Records for the exercise
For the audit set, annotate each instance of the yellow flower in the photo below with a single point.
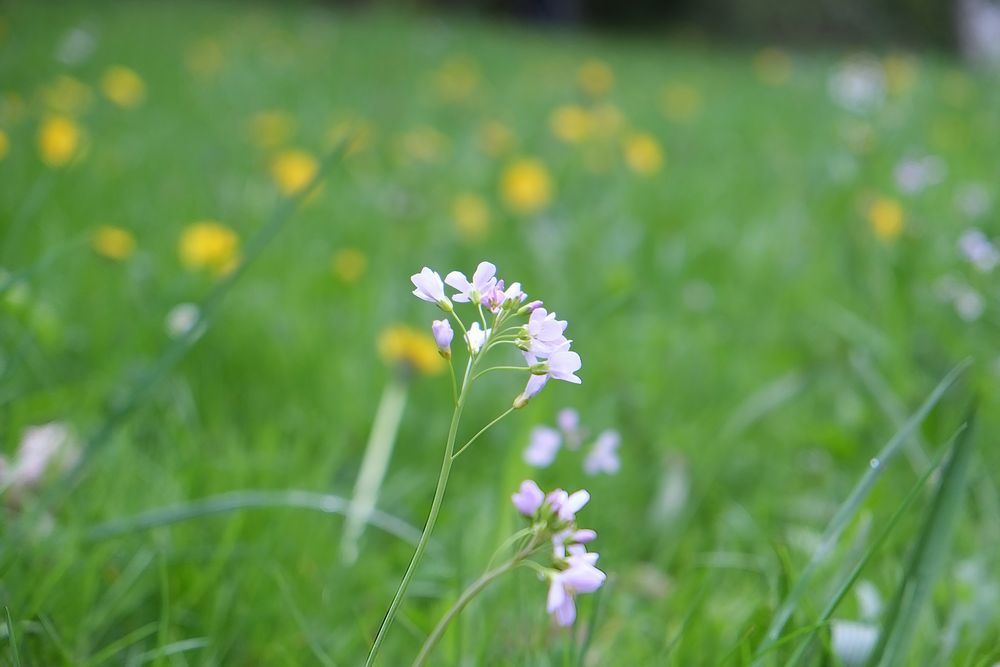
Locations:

* * *

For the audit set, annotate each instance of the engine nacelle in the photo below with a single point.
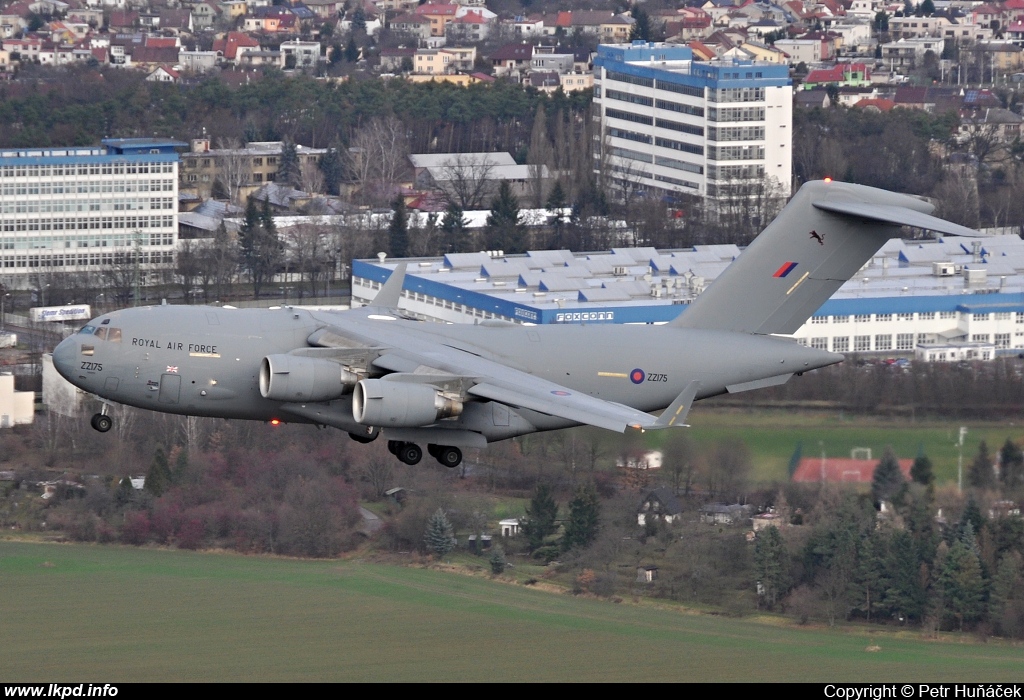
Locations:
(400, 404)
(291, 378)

Objective
Count the lines in the rows above that include the string "below", treating case as significant. Reply with the number alone.

Output of the exercise
2